Arts & Entertainment

Painter Renacho Melgar: Salvadoran cultural policy censors artists

By Hugo Sanchez

San Salvador, Nov 4 (EFE).- El Salvador’s cultural policy creates actions that “censor (artists) every day,” while rewarding those who pay tribute to the image of the “presidential family,” painter Renacho Melgar told EFE, going on to denounce the ban on one of his works.

It was in late September that Melgar warned on the social networks that his piece “Hoy no se hacen milagros” (Nowadays miracles don’t happen), a drawing some 4 square meters (43 square feet) in size done in pencil in which he seeks to create a collage of the “scars” within Salvadoran society, was excluded from a governmental exhibition because it presents a critical view of the state.

When asked whether he thinks he is the first artist to be censored by the country’s current government, Melgar said no and that his situation is only “an individual result and I don’t consider myself to be special,” but he added that there are other forms of censorship.

“They censor us every day,” he said, citing as examples the alleged hiring of a foreign company to represent the country at an international event and the way in which subsidies are provided to certain artists because of the Covid-19 pandemic.

The Development Bank of El Salvador (Bandesal) provided resources coming from a fund set up to ameliorate the economic impacts of the pandemic. On the social networks, artists who were not benefited complained, despite the fact that they are well-established and have been working as such for a number of years.

Melgar called the manner in which the funds are distributed “a Russian roulette to give away subsidies,” adding that “they come and close cultural houses or close spaces that have been for cultural promotion to have their own projects that are all up in the air, they are censoring us.”

The painter also said that Salvadoran cultural policy is based on “the cult of the (presidential) image,” adding that the fund provides subsidies “to guys because the greatest achievement they ever did is paint the face of the president.”

He said that “the message that sends to new generations” is that “if we make a portrait of the president, they give you (funding).”

Saying that artists are creators and “We do not have to fall into the cult of the image,” adding that “If you politicize and get paid to paint a portrait of the pope, that’s fine. I’m happy for you.”

“I’m not going to be the one to judge you,” he said, “but that can’t make the tip of my pencil invisible. My pencil will always keep talking about how I see the world. My work is the result of my plastic reality and how I see my ideals.”

Melgar went on to say that El Salvador is at the point where there are “no grays,” everything is just black and white and he asked rhetorically when the country had fallen into the discourse of either are you for me “or are you against me?”

El Salvador is marked by ongoing irregular migration, violence, femicide, massacres, disappearances, the pandemic and a type of consecration of figures in power, who exercise their influence on the social networks.

With the work that was rejected, “I tried to make a portrait of El Salvador with all the incentives but from the perspective of the victims. At some point when the painting is looked at, I hope that the viewer becomes a victim,” he said.

Melgar said that he was invited to participate in an exhibition at the “Transito y Permanencia” show and that on the day he arrived with the work he was going to display, which the organizers had viewed previously in photographs, he was rejected and kept from participating.

“There is no intelligent argument to tell me why they censored me. The only argument is that I was criticizing the state,” he said, adding that “There is no intelligent argument to tell me why they censored me. The only argument is that I was criticizing the state.”

“I wanted to play with this idea of political patrons, but from the perspective of how we are always waiting in El Salvador, and how that waiting leads to myopic fanaticism,” he said.

Although it is not the main image in the piece, to the right is a clown surrounded by social network icons and dressed as a religious figure who, Melgar said, has been compared by some people with the figure of President Nayib Bukele.

That’s the collective reading or the piece and “I can’t do anything about it. I can’t intervene,” he remarked, adding “I’m not manipulating anything” and going on to say that this interpretation could have been created by the rejection of his work out of “fear.”

Melgar said that he hopes to exhibit his work in Spain, Italy and France, although he provided no dates for any prospective showings.

━━━━━━━━━━

Please translate this sentence from the article above on painter Renacho Melgar into Spanish: "Melgar said that he hopes to exhibit his work in Spain, Italy and France, although he provided no dates for any prospective showings."

━━━━━━━━━━

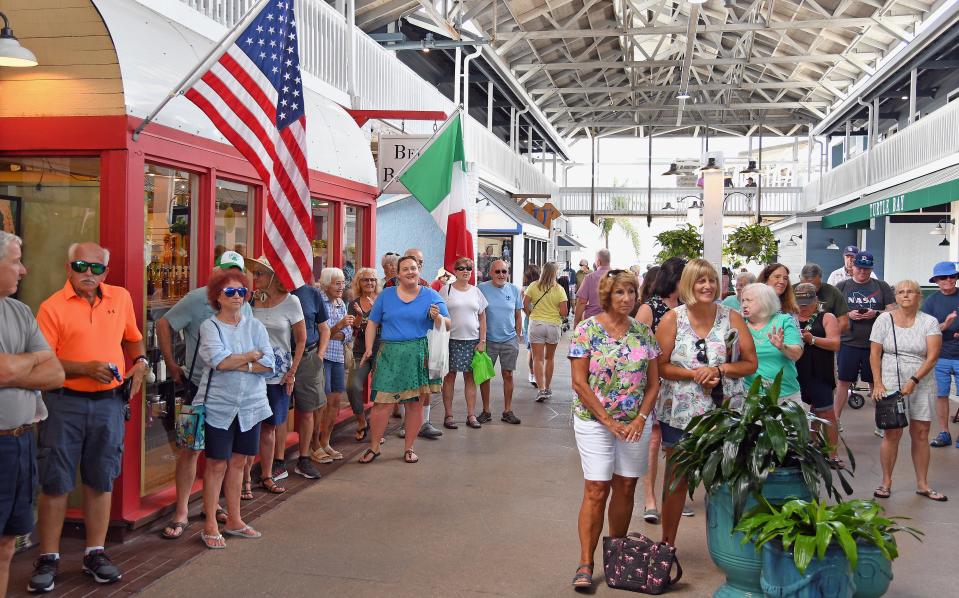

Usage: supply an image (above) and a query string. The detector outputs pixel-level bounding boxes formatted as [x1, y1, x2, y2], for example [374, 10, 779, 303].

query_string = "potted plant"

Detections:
[736, 497, 922, 598]
[670, 372, 855, 596]
[656, 224, 703, 263]
[723, 223, 777, 264]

━━━━━━━━━━

### Written answer
Melgar dijo que espera exponer su obra en España, Italia y Francia, aunque no dio fechas para ninguna posible exhibición.